STATED GOAL:
In the records, change "ice formation" to "frozen waterfall" in the part that opens with the line containing "Could you please locate the ice formation" and closes with the line containing "left=362, top=219, right=617, bottom=382". Give back only those lines, with nothing else altered.

(Excerpt from a dataset)
>> Begin
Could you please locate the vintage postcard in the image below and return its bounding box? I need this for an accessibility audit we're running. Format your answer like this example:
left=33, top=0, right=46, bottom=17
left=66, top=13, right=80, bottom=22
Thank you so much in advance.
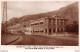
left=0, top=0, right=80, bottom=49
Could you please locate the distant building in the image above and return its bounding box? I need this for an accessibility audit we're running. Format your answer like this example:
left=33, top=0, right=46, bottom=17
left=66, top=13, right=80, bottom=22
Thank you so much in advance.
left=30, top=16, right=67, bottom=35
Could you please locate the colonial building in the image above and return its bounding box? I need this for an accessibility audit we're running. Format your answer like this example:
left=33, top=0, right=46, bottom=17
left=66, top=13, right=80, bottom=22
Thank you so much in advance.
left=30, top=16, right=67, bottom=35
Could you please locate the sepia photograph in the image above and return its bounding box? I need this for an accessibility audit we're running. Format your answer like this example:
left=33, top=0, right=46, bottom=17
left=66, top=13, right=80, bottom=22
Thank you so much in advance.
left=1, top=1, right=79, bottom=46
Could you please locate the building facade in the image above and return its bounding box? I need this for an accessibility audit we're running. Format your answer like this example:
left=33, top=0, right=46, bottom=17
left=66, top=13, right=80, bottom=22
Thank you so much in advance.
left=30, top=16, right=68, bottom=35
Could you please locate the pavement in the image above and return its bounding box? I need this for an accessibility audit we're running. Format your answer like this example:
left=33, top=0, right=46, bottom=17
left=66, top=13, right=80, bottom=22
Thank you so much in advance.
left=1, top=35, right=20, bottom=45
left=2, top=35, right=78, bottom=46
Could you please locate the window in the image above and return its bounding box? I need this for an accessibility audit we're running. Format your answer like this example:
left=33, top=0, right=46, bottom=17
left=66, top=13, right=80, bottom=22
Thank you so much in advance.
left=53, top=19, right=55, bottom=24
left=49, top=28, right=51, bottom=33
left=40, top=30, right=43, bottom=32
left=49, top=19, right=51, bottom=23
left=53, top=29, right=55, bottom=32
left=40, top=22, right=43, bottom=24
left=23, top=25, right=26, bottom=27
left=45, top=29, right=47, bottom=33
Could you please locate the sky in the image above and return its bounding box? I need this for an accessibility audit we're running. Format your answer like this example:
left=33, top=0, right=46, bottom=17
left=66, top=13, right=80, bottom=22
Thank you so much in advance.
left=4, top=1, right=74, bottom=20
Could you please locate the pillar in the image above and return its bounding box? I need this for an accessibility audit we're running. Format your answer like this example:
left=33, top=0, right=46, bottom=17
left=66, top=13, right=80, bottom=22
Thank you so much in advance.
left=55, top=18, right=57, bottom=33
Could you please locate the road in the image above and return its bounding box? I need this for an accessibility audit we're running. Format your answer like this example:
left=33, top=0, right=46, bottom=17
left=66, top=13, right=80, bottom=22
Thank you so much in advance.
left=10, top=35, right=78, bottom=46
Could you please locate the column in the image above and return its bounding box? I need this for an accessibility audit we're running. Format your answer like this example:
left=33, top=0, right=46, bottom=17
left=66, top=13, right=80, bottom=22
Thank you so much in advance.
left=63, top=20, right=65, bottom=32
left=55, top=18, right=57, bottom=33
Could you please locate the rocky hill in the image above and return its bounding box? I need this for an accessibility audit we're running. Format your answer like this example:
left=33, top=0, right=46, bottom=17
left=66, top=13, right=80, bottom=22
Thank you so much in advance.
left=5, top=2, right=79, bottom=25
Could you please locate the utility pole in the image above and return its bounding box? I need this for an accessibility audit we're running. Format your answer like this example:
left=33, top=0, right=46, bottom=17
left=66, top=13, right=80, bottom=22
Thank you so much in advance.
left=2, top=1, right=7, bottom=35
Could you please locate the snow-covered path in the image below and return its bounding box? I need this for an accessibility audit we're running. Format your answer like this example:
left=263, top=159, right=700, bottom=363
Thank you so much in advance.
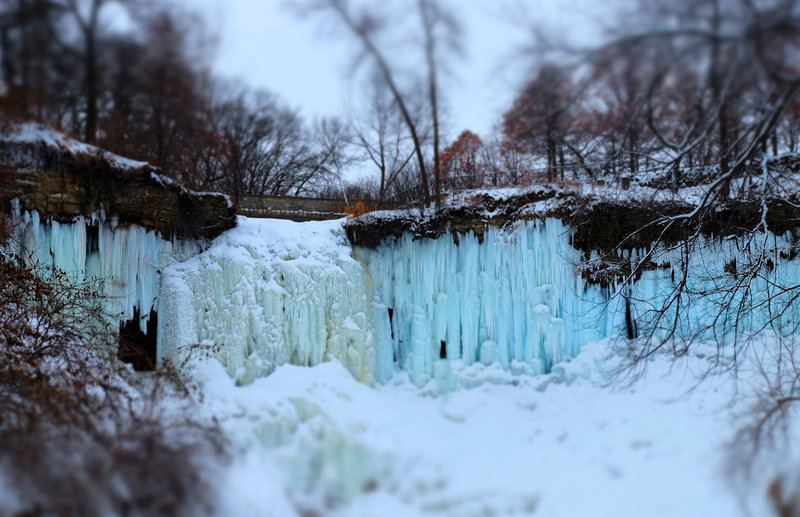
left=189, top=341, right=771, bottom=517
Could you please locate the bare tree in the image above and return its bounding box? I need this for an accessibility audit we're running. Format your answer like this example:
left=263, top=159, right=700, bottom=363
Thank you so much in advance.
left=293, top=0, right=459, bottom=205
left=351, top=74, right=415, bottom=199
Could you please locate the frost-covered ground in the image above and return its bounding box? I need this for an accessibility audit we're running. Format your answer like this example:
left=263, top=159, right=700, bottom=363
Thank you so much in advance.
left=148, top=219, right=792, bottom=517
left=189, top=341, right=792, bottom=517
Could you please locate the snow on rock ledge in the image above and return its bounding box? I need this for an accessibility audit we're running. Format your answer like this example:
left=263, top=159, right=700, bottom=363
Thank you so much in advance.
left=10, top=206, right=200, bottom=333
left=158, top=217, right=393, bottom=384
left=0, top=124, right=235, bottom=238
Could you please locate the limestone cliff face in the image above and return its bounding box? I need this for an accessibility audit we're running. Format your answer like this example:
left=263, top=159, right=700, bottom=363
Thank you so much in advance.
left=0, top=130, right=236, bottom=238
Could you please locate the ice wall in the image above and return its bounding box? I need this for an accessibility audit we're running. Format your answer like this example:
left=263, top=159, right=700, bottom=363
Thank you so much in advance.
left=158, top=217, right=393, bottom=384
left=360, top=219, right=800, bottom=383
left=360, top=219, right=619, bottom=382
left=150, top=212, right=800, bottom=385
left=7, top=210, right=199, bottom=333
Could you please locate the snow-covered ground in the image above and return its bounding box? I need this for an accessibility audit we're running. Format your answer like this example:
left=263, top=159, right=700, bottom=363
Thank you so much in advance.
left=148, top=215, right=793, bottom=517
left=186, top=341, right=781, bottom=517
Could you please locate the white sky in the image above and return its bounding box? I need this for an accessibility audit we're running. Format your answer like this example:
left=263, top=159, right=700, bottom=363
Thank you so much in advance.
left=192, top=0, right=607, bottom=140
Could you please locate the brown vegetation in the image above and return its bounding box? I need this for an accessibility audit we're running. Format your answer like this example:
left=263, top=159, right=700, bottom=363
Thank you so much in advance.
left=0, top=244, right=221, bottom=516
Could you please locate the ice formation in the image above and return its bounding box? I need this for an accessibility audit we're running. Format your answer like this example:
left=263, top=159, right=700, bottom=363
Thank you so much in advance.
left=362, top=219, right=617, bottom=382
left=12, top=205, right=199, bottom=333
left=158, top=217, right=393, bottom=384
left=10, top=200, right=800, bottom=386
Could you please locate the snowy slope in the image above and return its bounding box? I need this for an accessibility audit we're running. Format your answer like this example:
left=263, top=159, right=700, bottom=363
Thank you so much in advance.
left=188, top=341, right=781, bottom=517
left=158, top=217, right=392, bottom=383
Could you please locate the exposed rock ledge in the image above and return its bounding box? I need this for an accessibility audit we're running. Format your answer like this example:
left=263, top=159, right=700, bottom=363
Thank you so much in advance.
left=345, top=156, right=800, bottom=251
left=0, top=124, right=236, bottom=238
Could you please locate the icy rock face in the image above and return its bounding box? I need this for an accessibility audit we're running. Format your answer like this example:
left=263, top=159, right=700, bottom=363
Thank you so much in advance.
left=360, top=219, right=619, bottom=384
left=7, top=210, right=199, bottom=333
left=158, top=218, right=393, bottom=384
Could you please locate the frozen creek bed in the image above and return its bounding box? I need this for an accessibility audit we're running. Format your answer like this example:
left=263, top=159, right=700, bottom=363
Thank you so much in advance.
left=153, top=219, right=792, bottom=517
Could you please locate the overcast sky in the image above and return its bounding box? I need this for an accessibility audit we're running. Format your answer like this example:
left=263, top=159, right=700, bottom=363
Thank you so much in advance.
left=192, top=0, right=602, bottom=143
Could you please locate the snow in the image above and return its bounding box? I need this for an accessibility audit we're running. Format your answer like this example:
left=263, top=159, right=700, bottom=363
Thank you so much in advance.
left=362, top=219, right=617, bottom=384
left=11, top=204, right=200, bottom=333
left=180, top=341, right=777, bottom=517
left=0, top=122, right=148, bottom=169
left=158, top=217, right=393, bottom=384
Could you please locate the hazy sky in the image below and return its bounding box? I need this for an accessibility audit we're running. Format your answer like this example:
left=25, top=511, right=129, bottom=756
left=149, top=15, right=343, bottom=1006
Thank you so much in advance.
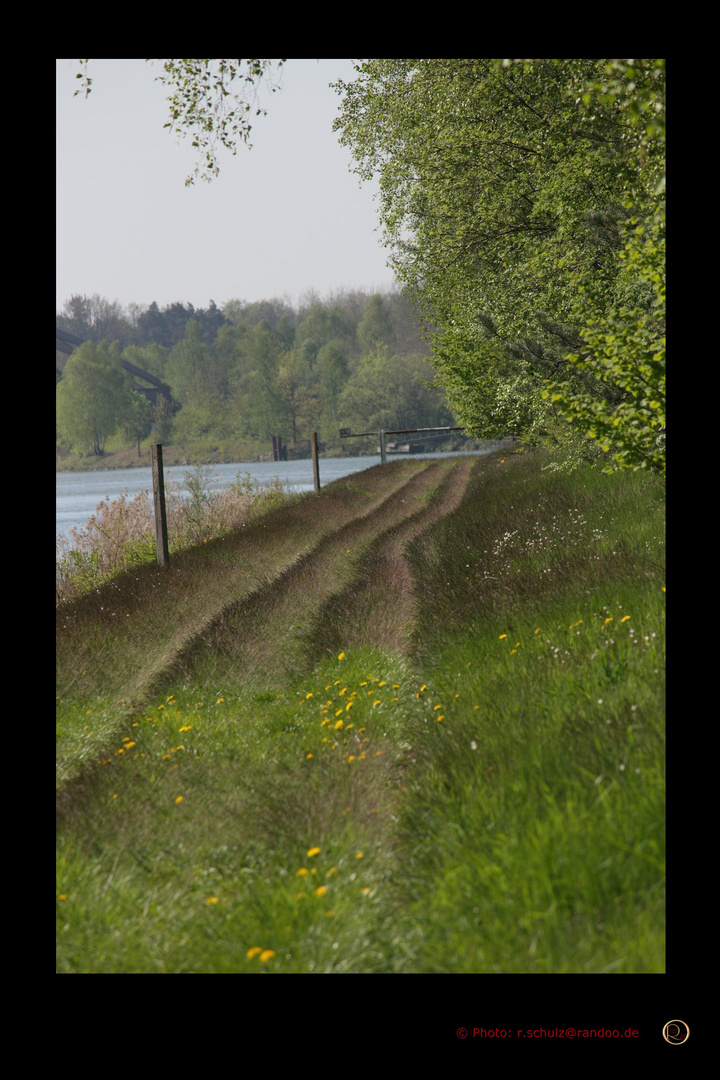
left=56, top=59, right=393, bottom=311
>> End
THE RESPONSE:
Could you please locate the frozen waterfall in the image above and return its bounding box? I need this for an accessibility audit we're running. Format your answer like this example:
left=263, top=159, right=700, bottom=363
Thank you so much in advance.
left=362, top=219, right=617, bottom=382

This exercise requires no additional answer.